Return all lines in the data where the string "plaid" can be found.

== Provided records ==

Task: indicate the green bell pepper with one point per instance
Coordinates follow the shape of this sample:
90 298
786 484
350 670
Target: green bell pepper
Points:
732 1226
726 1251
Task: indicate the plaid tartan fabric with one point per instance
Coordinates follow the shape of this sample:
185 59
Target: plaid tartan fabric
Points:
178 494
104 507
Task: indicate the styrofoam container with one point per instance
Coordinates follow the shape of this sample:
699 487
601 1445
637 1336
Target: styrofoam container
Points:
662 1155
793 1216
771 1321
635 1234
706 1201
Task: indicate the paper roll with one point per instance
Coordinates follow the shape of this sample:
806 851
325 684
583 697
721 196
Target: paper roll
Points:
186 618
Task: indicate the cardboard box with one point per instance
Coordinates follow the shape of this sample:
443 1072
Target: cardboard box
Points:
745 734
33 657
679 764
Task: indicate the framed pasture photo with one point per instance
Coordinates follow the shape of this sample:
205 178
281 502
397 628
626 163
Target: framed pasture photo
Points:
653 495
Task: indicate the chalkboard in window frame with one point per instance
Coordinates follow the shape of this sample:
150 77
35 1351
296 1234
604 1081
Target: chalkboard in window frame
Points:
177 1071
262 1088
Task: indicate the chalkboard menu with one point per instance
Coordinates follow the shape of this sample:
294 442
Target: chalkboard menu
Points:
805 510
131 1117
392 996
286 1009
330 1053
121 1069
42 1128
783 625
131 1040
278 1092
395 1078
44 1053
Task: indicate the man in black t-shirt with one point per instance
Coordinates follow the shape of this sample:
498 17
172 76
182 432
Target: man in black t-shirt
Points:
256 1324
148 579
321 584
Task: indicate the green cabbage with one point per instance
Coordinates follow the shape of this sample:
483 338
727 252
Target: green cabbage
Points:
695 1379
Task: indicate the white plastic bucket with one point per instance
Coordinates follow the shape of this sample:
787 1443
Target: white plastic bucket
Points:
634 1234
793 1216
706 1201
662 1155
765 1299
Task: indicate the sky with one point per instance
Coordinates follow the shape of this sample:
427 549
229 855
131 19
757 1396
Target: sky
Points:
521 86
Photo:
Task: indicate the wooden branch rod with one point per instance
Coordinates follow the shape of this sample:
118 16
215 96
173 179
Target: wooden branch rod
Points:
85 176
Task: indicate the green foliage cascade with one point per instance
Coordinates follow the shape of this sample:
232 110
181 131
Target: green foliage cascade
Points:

===

**Finished exercise**
Task: indicate the plaid tartan fabric with one point per instance
Target: plaid tartan fabric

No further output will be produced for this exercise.